__Supplied records__
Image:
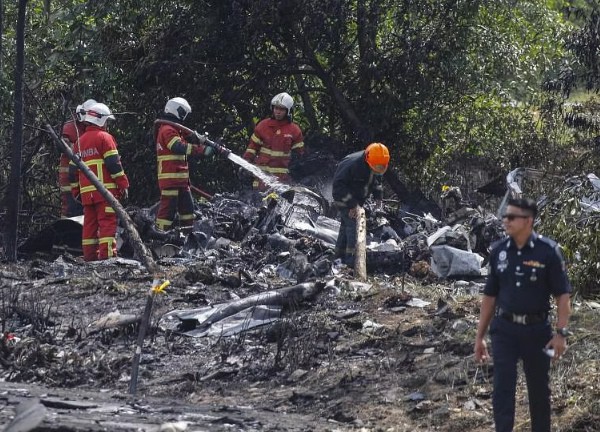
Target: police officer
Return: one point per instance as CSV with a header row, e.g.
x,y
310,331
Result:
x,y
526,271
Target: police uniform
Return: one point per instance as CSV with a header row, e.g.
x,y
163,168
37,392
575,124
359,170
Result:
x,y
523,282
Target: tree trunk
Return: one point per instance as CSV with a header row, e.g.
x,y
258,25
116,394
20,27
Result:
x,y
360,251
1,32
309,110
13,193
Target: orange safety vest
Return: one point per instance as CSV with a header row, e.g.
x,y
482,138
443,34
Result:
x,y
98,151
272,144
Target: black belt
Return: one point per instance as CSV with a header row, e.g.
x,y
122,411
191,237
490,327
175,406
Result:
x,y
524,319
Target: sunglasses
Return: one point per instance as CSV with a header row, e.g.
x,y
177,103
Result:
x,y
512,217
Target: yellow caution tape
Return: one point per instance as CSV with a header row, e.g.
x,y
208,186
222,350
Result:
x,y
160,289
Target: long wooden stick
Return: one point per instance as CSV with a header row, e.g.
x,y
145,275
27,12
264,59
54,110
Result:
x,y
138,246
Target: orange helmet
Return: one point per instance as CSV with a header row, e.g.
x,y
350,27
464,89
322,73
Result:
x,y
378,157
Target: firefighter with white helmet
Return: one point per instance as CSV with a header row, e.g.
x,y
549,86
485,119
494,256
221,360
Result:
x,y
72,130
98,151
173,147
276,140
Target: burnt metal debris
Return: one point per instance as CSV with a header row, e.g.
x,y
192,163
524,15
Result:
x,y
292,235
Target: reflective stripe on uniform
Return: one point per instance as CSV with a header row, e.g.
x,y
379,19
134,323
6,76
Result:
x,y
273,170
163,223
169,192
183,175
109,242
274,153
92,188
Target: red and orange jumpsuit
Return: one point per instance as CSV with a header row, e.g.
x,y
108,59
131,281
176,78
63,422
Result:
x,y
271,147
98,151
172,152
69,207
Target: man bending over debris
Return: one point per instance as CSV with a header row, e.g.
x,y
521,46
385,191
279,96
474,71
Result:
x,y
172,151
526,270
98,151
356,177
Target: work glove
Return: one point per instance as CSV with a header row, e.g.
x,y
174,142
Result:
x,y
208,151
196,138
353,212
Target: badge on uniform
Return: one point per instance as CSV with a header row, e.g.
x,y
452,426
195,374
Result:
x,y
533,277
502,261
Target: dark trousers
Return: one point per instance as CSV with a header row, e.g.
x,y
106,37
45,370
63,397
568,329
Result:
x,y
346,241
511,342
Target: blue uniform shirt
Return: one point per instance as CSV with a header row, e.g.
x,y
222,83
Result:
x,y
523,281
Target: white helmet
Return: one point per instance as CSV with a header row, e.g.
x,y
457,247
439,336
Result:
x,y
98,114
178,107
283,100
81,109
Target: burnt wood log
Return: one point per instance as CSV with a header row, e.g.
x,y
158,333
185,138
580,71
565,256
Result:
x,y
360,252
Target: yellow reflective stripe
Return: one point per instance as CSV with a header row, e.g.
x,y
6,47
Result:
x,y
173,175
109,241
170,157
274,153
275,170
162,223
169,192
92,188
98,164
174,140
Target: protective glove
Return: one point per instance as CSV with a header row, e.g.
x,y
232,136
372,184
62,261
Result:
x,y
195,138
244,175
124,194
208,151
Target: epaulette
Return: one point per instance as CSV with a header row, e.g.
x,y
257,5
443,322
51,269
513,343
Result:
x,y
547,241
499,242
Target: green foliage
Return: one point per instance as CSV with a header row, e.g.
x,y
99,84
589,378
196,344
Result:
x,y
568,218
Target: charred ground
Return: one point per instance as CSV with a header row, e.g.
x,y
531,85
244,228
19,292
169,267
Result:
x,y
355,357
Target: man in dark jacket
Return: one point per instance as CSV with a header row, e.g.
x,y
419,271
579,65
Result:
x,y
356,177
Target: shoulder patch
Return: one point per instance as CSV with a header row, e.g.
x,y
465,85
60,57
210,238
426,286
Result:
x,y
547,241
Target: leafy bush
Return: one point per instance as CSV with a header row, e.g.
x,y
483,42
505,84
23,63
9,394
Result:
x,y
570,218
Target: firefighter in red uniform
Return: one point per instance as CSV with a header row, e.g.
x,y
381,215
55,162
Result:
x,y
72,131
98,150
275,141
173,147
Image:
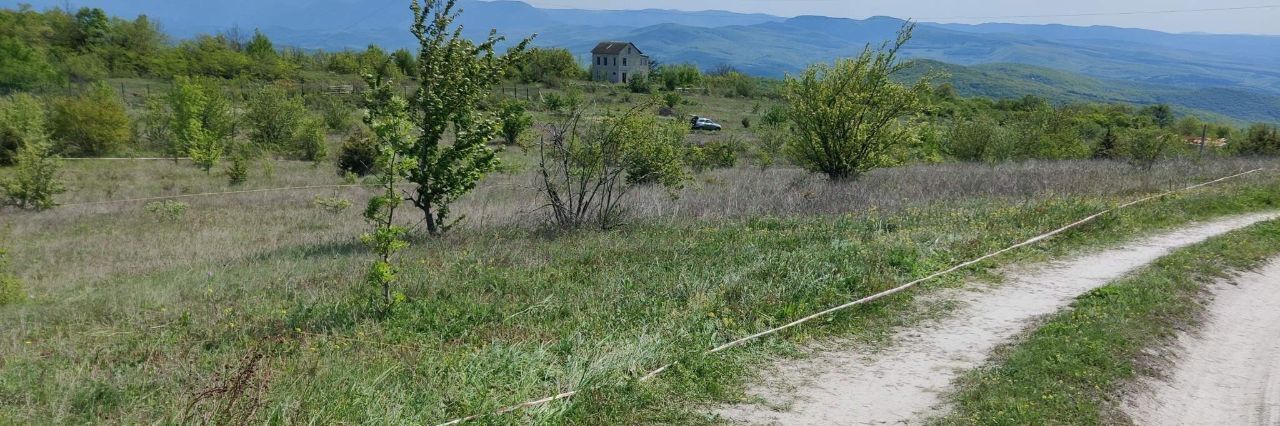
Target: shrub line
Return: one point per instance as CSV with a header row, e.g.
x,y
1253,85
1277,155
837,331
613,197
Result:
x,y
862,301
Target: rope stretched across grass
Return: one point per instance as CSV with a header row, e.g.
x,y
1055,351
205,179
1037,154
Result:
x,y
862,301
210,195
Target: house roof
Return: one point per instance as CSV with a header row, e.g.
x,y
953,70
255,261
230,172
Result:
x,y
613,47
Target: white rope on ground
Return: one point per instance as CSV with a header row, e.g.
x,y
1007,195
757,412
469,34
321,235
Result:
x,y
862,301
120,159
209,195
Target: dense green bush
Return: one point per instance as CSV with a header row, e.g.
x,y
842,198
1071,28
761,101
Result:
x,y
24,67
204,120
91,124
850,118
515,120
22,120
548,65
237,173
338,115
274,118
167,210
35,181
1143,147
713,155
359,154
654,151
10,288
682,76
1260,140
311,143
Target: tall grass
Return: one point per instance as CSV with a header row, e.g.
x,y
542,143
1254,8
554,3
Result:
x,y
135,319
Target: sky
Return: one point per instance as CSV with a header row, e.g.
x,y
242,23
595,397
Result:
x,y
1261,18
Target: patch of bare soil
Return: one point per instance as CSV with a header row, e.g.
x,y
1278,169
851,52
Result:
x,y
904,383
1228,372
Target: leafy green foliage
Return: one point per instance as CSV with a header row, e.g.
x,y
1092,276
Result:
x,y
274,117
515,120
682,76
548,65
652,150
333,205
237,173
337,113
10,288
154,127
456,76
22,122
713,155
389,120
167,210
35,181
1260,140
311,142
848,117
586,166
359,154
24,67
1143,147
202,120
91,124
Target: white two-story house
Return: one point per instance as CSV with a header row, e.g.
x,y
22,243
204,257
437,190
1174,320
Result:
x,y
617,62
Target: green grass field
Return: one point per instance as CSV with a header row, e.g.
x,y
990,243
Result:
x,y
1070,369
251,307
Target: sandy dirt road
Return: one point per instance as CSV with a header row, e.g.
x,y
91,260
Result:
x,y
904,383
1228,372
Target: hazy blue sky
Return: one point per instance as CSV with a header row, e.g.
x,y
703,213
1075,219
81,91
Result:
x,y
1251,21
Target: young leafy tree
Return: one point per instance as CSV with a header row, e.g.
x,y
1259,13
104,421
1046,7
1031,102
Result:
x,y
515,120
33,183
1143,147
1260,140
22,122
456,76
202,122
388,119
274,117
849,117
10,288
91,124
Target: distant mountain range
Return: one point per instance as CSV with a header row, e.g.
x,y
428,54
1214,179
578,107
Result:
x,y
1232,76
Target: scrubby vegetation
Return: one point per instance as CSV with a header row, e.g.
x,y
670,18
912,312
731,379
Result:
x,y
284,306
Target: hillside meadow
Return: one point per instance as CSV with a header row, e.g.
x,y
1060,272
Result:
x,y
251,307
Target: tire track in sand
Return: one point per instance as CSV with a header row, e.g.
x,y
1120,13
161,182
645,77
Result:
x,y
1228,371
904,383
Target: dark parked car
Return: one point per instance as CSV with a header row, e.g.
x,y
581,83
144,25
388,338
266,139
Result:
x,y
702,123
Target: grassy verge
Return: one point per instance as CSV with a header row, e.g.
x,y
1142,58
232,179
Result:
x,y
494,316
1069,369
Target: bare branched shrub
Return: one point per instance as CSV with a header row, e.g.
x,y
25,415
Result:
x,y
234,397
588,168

__Description of the task__
Reproduce every entry word for word, but omit the pictures.

__Answer to the task__
Image:
Target: police officer
Return: one point per instance as CSV with a header row, e.g.
x,y
310,331
Result:
x,y
526,271
Target: police uniform
Return: one point per instance as CSV with a header row, e.g.
x,y
163,168
37,392
575,124
359,170
Result:
x,y
523,282
Target: tree trunk
Return: one point per instance as CSV with a header row, e.g.
x,y
258,25
116,394
20,27
Result:
x,y
360,251
1,32
309,110
13,193
Target: orange safety vest
Return: one point per instance as CSV with a header row, e.g.
x,y
482,138
443,34
Result:
x,y
98,151
272,144
Target: black belt
Return: one point per instance as CSV with a header row, e.g.
x,y
122,411
191,237
490,327
175,406
Result:
x,y
524,319
Target: sunglasses
Return: one point per instance as CSV with a header row, e.g.
x,y
177,103
Result:
x,y
512,217
Target: yellow caution tape
Return: one point per instance as CSV with a header row, e.g.
x,y
208,186
222,350
Result:
x,y
160,289
Target: long wooden stick
Return: one point per instance as CSV with a header row, e.g.
x,y
145,275
27,12
264,59
54,110
Result:
x,y
138,246
Target: orange helmet
Return: one point per instance as CSV with a header row, e.g.
x,y
350,27
464,89
322,73
Result:
x,y
378,157
Target: firefighter with white helmet
Return: one point per instance as CSV with a header row, e.g.
x,y
549,86
485,119
494,256
221,360
Result:
x,y
72,130
98,151
173,147
276,140
Target: burnt metal debris
Return: one point per instance as CSV with a header row, e.g.
x,y
192,163
524,15
Result:
x,y
292,235
Target: reflective stripe on uniform
Return: one point per instance as CSV with a header row, e.g.
x,y
379,19
134,323
6,76
Result:
x,y
273,170
163,223
169,192
183,175
109,242
274,153
92,188
Target: red and orange jumpsuit
Return: one point per instance as CSV with a header row, e.g.
x,y
108,59
131,281
176,78
63,422
Result:
x,y
271,147
98,151
172,152
69,207
Target: man bending over debris
Return: one point per instance as CSV with a header row, e.g.
x,y
521,46
385,191
279,96
474,71
Result:
x,y
172,151
526,270
98,151
356,177
Target: work glove
Return: one point per instance as CSV with a header row, e.g.
x,y
174,142
Result:
x,y
208,151
196,138
353,212
Target: badge on uniform
Return: one point per instance as CSV with a header row, e.g.
x,y
452,426
195,374
Result:
x,y
533,277
502,261
Target: dark trousers
Return: one point per instance as CSV with a header row, e.g.
x,y
106,37
45,370
63,397
568,329
Result:
x,y
346,241
511,342
Target: blue uniform shirt
Return: one point per instance as CSV with a header row, e.g.
x,y
222,83
Result:
x,y
523,281
Target: white helmet
Return: one point per instance as CSV with a header row, e.g.
x,y
457,247
439,336
Result:
x,y
98,114
178,107
283,100
81,109
Target: burnt wood log
Return: one point per instance as CSV with a header row, e.g.
x,y
158,333
185,138
580,71
565,256
Result:
x,y
360,252
Target: yellow reflective stripe
Return: one point per instance as CSV with a header row, e.g.
x,y
6,47
Result:
x,y
173,175
109,241
170,157
274,153
275,170
162,223
169,192
92,188
98,164
174,140
Target: protective glove
Return: one point per instance as CSV with a header row, e.g.
x,y
232,136
372,184
62,261
Result:
x,y
195,138
244,175
124,194
208,151
Target: epaulette
Return: one point per instance as CSV with a header row, e.g.
x,y
257,5
443,322
51,269
513,343
Result:
x,y
547,241
499,242
Target: green foliage
Return: one point per instance as CSV with a header row, e.g.
x,y
99,84
589,378
196,344
Result:
x,y
568,218
Target: charred ground
Return: one point per instance as CSV with a header row, e.g.
x,y
531,85
244,228
19,292
169,267
Result:
x,y
355,357
Target: man in dark jacket
Return: one point per instance as CSV with a header row, e.g.
x,y
419,271
579,65
Result:
x,y
356,177
Target: shoulder patch
Return: one point per instance as CSV with a header row, e.g.
x,y
465,85
60,57
210,238
426,286
Result:
x,y
547,241
Target: leafy bush
Return: one point per instance as CSV with a header row, e.g.
x,y
483,42
505,84
23,63
9,394
Result:
x,y
570,218
Target: firefighter in red uniform
Return: one point per instance as CSV with a header row, e.g.
x,y
381,215
55,162
Result:
x,y
72,131
98,150
275,141
173,147
Image:
Target: shrub line
Return: one point per instance as CSV with a header row, e.g.
x,y
1253,85
1277,155
837,331
613,197
Result:
x,y
862,301
Target: rope stretched across grass
Return: one point per instance as CSV with a header row, e.g.
x,y
1055,351
205,179
1037,154
Result:
x,y
862,301
210,195
Target: house roof
Return: one point per instance as CSV with a header row, e.g.
x,y
953,70
255,261
230,172
Result:
x,y
613,47
Target: white rope on ground
Return: one point per instance as CSV with a header row, e.g.
x,y
1007,195
757,412
469,34
321,235
Result:
x,y
862,301
120,159
209,195
Target: dense green bush
Return: one point per instance as CSV with a header row, e.g.
x,y
842,198
1071,28
761,101
Result:
x,y
24,67
204,120
91,124
850,118
515,120
22,120
548,65
237,173
338,115
274,118
167,210
35,181
1143,147
713,155
359,154
654,151
10,288
682,76
1260,140
311,143
Target: tall grass
Return: one point per instance as CSV with a header row, e.g.
x,y
542,143
1254,8
554,3
Result:
x,y
135,319
Target: sky
Return: one point per instance as CSV with a header row, e.g.
x,y
242,23
595,397
Result:
x,y
1261,18
Target: patch of bare soil
Return: one point per instance as CSV with a header row, e.g.
x,y
1278,169
851,52
Result:
x,y
904,383
1228,372
Target: leafy green foliage
Return: one point per instance as CSV with a header row, e.g.
x,y
1092,276
Result:
x,y
274,117
515,120
682,76
548,65
652,150
333,205
237,173
337,113
10,288
154,127
456,76
22,122
713,155
389,120
167,210
35,181
1260,140
311,142
848,117
586,166
359,154
24,67
1143,147
202,120
91,124
Target: white two-story house
Return: one point per instance as CSV with a header row, e.g.
x,y
22,243
204,257
437,190
1174,320
Result:
x,y
617,62
Target: green grass field
Return: one point per instance as CSV with a header row, e.g.
x,y
990,243
Result:
x,y
1070,369
251,307
Target: sandy dirt road
Return: one point per instance as CSV with a header row, e.g.
x,y
91,260
Result:
x,y
904,383
1228,372
Target: hazy blue sky
Return: one point per instance as CSV with a header row, e.g.
x,y
703,213
1075,219
81,91
Result:
x,y
1251,21
Target: young leafy tree
Return: one point per instance as CSV with a header row, e.g.
x,y
1259,13
104,421
1046,7
1031,102
Result:
x,y
515,120
33,183
1143,147
1260,140
22,122
456,76
202,122
388,119
274,117
849,117
10,288
91,124
Target: distant mountain range
Return: one point per instance as CSV with a header row, e.g.
x,y
428,54
1214,179
578,107
Result:
x,y
1232,76
Target: scrubby vegetation
Return: one point per instance as CSV with a header row, e.g.
x,y
670,18
912,312
731,379
Result:
x,y
284,306
Target: hillside meadow
Return: one point per instance as CSV with a header row, e.g.
x,y
1060,272
Result:
x,y
251,307
Target: tire track in sand
Return: one point per instance as CSV with a header row, e.g.
x,y
1120,13
161,182
645,77
Result:
x,y
1228,371
904,383
Target: dark parked car
Return: one point per instance as CSV with a header row, e.g.
x,y
581,83
144,25
388,338
266,139
Result:
x,y
702,123
Target: grassy verge
Return: one point per instance as CSV with a header row, e.g.
x,y
1142,58
232,179
Result:
x,y
494,316
1069,369
Target: bare branched shrub
Return: one point per instance as CSV with a header row, e.g.
x,y
25,415
Result:
x,y
234,397
588,168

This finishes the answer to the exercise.